## EXERCISE AIM
Gather every line below that contains the word "puffer", and copy each one out. Treat uppercase and lowercase as different.

-- BEGIN STORED RECORDS --

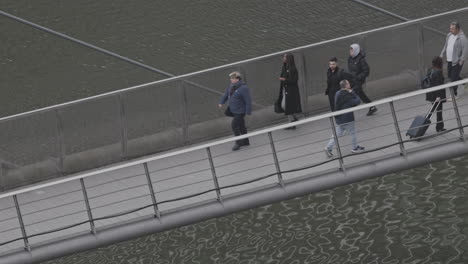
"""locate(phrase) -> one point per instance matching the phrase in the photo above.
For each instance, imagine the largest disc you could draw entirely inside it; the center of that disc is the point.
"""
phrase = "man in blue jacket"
(345, 98)
(238, 96)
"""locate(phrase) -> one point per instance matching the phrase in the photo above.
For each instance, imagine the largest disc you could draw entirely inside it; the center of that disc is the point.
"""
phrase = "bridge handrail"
(183, 76)
(231, 139)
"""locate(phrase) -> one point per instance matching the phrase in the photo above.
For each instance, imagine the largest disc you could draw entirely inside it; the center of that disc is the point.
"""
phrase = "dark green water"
(39, 69)
(416, 216)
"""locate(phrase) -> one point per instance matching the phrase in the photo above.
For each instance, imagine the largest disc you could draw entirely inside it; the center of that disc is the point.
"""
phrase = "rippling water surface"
(416, 216)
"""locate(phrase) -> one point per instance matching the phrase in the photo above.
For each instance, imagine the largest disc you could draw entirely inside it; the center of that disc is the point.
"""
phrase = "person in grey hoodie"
(345, 98)
(240, 104)
(455, 50)
(359, 69)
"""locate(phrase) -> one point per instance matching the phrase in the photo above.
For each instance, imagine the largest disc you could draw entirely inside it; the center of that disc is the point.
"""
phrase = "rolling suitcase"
(421, 123)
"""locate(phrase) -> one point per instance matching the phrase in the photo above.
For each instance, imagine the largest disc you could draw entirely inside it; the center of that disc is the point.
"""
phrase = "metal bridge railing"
(173, 181)
(142, 120)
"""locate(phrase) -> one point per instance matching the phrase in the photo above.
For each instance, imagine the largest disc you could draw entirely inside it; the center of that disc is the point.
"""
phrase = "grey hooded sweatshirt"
(460, 48)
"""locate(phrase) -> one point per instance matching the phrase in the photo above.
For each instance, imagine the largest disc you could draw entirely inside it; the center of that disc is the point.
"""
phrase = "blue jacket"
(240, 101)
(344, 100)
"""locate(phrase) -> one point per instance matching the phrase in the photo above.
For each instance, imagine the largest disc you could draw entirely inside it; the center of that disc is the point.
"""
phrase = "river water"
(415, 216)
(180, 36)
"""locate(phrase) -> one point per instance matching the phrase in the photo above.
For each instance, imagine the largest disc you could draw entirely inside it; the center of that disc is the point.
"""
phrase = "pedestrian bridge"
(104, 187)
(180, 187)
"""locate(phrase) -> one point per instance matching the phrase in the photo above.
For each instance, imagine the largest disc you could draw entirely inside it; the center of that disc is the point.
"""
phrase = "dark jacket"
(333, 83)
(344, 100)
(358, 68)
(437, 78)
(293, 98)
(240, 101)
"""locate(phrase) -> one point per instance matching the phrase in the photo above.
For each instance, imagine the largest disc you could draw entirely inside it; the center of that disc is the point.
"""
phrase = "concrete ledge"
(50, 167)
(236, 203)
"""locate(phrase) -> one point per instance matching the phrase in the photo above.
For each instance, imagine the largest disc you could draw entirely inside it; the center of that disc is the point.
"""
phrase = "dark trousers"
(440, 122)
(453, 72)
(238, 127)
(360, 92)
(331, 99)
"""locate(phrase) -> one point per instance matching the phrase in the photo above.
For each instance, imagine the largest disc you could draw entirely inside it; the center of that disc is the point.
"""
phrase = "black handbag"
(278, 108)
(228, 112)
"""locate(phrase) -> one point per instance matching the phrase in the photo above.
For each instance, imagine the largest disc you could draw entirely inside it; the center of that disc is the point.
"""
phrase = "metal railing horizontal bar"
(116, 191)
(55, 218)
(114, 180)
(11, 229)
(50, 208)
(179, 77)
(121, 201)
(231, 139)
(181, 175)
(8, 219)
(181, 186)
(225, 187)
(46, 198)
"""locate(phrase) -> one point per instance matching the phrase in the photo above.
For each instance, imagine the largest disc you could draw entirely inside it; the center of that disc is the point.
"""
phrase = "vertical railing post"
(157, 214)
(88, 207)
(457, 114)
(422, 71)
(303, 82)
(20, 219)
(60, 142)
(123, 127)
(397, 129)
(275, 157)
(185, 112)
(213, 173)
(338, 148)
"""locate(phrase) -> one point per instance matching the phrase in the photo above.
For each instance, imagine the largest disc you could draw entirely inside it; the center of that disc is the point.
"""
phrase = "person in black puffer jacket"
(359, 69)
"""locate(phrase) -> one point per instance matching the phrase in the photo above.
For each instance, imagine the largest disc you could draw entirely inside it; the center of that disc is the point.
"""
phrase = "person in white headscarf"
(359, 69)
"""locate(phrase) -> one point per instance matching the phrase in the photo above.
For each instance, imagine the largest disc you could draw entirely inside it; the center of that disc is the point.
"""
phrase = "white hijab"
(356, 49)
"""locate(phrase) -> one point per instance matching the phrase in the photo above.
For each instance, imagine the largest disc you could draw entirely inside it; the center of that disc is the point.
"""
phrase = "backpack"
(426, 81)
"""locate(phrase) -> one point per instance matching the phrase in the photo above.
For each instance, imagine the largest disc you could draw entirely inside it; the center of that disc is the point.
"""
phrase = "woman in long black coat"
(437, 78)
(289, 97)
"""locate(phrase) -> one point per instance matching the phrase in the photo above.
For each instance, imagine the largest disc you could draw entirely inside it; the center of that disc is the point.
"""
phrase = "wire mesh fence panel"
(92, 134)
(154, 118)
(122, 191)
(51, 208)
(29, 150)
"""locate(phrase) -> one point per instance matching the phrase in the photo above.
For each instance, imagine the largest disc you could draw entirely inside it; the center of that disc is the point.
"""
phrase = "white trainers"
(328, 152)
(358, 149)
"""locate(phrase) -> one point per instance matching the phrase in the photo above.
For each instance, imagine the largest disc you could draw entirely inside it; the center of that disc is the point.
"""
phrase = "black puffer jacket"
(358, 68)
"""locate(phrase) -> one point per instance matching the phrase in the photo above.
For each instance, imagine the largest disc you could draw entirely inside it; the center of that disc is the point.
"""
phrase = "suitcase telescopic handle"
(434, 106)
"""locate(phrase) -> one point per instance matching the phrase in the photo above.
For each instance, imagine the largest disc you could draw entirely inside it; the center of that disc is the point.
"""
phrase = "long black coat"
(437, 78)
(359, 69)
(293, 97)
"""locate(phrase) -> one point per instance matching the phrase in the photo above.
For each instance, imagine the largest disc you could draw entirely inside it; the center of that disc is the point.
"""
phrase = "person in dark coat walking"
(289, 96)
(240, 104)
(456, 51)
(334, 76)
(359, 69)
(436, 77)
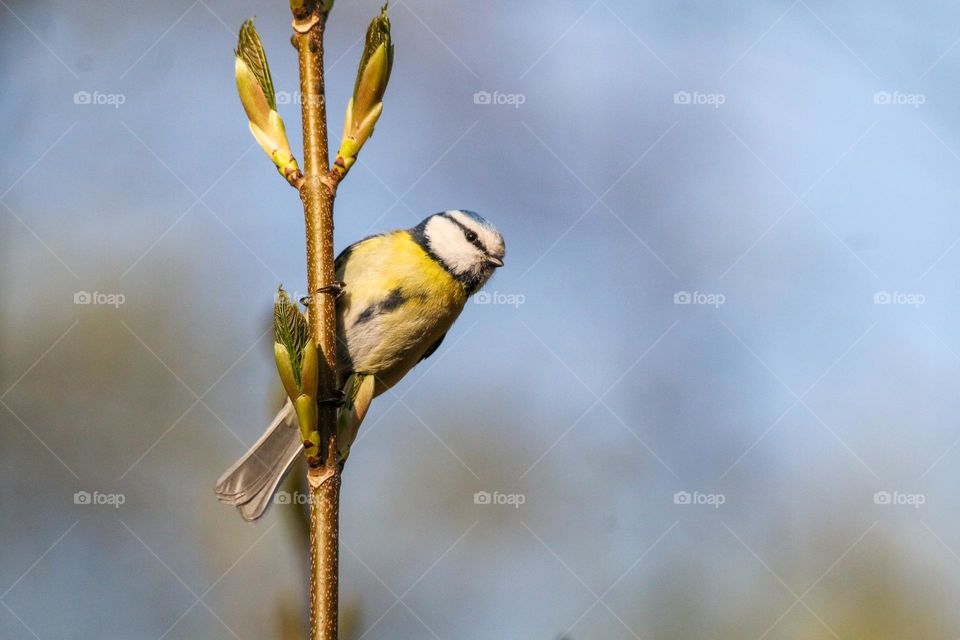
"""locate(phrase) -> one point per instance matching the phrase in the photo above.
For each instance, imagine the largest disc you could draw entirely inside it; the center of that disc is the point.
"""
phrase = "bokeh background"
(719, 370)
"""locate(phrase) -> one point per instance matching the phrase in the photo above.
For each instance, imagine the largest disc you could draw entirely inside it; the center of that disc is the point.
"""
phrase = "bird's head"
(468, 246)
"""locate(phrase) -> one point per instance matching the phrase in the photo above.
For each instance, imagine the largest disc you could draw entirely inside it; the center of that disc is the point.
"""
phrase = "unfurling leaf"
(259, 100)
(365, 107)
(292, 333)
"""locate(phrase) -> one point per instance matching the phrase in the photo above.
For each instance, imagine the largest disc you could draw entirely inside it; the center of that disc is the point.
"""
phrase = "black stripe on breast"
(393, 300)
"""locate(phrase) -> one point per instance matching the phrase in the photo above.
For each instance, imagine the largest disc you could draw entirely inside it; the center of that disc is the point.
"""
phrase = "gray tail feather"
(250, 483)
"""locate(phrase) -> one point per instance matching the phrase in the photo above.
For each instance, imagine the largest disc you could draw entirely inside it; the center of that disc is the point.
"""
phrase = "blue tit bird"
(401, 293)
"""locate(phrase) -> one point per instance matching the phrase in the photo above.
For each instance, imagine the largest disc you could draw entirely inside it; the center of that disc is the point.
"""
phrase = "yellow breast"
(397, 302)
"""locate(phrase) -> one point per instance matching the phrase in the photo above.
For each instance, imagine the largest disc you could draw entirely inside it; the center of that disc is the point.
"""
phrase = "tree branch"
(317, 191)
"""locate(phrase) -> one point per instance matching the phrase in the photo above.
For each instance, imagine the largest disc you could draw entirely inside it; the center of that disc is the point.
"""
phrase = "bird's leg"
(336, 400)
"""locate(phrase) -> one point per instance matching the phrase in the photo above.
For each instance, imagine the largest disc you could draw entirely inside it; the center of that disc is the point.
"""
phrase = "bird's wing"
(431, 349)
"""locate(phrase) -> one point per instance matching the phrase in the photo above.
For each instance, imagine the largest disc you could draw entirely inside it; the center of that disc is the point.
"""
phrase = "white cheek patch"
(447, 241)
(489, 238)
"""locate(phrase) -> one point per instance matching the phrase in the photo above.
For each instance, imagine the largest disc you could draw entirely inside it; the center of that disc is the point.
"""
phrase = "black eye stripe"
(467, 232)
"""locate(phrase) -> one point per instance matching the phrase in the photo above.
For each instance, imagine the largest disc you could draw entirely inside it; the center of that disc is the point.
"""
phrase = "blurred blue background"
(719, 370)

-- END STORED RECORDS --

## THE REPLY
phrase = "person in black puffer jacket"
phrase = "black puffer jacket"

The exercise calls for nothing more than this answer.